#### WRITTEN REQUEST
Can you set out the lines from the one containing "Box every visible marble" through the one containing "282, 424, 300, 480", both included, as a Markdown table with the columns Row and Line, leaving out any blank lines?
start
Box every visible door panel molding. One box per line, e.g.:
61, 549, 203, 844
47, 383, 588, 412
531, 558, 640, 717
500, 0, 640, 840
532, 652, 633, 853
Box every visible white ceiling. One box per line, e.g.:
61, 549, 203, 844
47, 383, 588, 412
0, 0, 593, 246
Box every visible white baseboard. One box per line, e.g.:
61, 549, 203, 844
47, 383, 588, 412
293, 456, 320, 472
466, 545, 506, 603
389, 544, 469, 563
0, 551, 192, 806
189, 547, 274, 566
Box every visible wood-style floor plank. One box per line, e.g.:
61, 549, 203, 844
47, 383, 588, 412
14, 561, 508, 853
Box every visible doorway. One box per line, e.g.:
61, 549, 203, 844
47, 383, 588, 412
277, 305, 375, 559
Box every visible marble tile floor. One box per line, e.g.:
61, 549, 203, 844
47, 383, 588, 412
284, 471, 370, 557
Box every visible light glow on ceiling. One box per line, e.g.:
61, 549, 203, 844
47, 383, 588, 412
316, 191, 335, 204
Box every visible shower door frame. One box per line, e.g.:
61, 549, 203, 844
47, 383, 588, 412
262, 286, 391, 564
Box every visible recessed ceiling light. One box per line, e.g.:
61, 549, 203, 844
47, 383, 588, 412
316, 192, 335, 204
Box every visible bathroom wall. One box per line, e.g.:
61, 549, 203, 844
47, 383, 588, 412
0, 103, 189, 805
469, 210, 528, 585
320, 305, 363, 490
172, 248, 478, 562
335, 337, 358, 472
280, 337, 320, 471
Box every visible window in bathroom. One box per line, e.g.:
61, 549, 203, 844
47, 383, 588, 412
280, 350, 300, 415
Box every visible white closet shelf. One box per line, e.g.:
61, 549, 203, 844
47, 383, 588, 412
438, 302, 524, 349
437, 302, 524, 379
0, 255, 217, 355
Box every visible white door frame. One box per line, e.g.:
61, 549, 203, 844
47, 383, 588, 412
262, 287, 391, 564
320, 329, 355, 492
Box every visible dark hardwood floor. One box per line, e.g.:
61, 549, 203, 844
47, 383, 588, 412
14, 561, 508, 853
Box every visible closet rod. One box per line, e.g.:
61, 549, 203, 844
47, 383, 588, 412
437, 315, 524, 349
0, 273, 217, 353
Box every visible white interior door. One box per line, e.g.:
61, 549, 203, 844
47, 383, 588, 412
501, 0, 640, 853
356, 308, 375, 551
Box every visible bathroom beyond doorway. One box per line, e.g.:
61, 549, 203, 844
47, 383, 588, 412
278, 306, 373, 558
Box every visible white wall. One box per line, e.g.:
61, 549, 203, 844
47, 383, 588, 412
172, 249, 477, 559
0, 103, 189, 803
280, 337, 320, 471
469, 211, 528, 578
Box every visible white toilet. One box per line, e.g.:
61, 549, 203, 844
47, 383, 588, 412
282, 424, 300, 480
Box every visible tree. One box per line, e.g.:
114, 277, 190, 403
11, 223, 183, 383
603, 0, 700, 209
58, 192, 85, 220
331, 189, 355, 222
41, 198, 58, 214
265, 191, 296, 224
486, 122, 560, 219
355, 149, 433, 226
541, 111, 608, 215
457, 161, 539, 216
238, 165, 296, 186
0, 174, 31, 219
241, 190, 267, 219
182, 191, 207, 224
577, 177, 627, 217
end
#### WRITTEN ANSWER
| Row | Line |
|---|---|
| 1 | Box every visible marble tile floor. One box per line, e.g.: |
| 2 | 61, 549, 203, 844 |
| 3 | 47, 383, 588, 412 |
| 4 | 284, 471, 370, 557 |
| 5 | Box every visible light glow on ceiling. One box per line, e.g.: |
| 6 | 61, 549, 203, 844 |
| 7 | 47, 383, 588, 412 |
| 8 | 316, 191, 335, 204 |
| 9 | Box every visible shower door frame. One box per line, e.g.: |
| 10 | 61, 549, 203, 844 |
| 11 | 47, 383, 588, 412 |
| 12 | 262, 286, 391, 564 |
| 13 | Box every visible recessed ceiling light. One box per line, e.g.: |
| 14 | 61, 549, 203, 844 |
| 15 | 47, 383, 588, 412 |
| 16 | 316, 192, 335, 204 |
| 17 | Box every visible bathroom wall. One box per line, e.g.: |
| 18 | 61, 549, 203, 844 |
| 19 | 47, 383, 588, 412 |
| 20 | 0, 103, 189, 805 |
| 21 | 469, 210, 528, 585 |
| 22 | 320, 305, 363, 490 |
| 23 | 172, 248, 478, 562 |
| 24 | 335, 337, 358, 472 |
| 25 | 280, 337, 320, 471 |
| 26 | Box every visible window in bathroom. One box per line, e.g.: |
| 27 | 61, 549, 203, 844 |
| 28 | 47, 383, 588, 412 |
| 29 | 280, 350, 300, 415 |
| 30 | Box every visible white closet shelf. One box per line, e.g.: |
| 31 | 61, 549, 203, 844 |
| 32 | 47, 383, 588, 412 |
| 33 | 438, 302, 524, 349 |
| 34 | 437, 302, 524, 379 |
| 35 | 0, 255, 217, 355 |
| 36 | Box every visible white door frame. One box per line, e.g.: |
| 37 | 61, 549, 203, 844 |
| 38 | 47, 383, 588, 412 |
| 39 | 262, 287, 391, 564 |
| 40 | 320, 329, 355, 492 |
| 41 | Box every visible dark hardwood floor. One box per line, e.g.: |
| 42 | 61, 549, 203, 844 |
| 43 | 47, 383, 588, 412 |
| 44 | 14, 561, 508, 853 |
| 45 | Box every visible closet rod. One box per line, e.g.: |
| 46 | 61, 549, 203, 844 |
| 47 | 47, 383, 588, 412 |
| 48 | 437, 315, 524, 349 |
| 49 | 0, 273, 217, 353 |
| 50 | Box every visible white interior door. One box per line, e.g.: |
| 51 | 61, 549, 203, 844 |
| 52 | 47, 383, 588, 412 |
| 53 | 501, 0, 640, 853 |
| 54 | 356, 308, 375, 551 |
| 55 | Box every visible bathroom beyond doorway. One box per line, e.g.: |
| 56 | 61, 549, 203, 844 |
| 57 | 47, 383, 588, 412 |
| 58 | 278, 306, 373, 558 |
| 59 | Box every visible white wall. One box per line, e.g.: |
| 60 | 61, 549, 203, 844 |
| 61 | 47, 383, 588, 412 |
| 62 | 172, 249, 477, 559 |
| 63 | 0, 103, 189, 803 |
| 64 | 280, 337, 320, 471 |
| 65 | 469, 211, 528, 578 |
| 66 | Box every visible white toilet. One box per line, e.g.: |
| 67 | 61, 549, 203, 844 |
| 68 | 47, 383, 588, 412 |
| 69 | 282, 424, 300, 480 |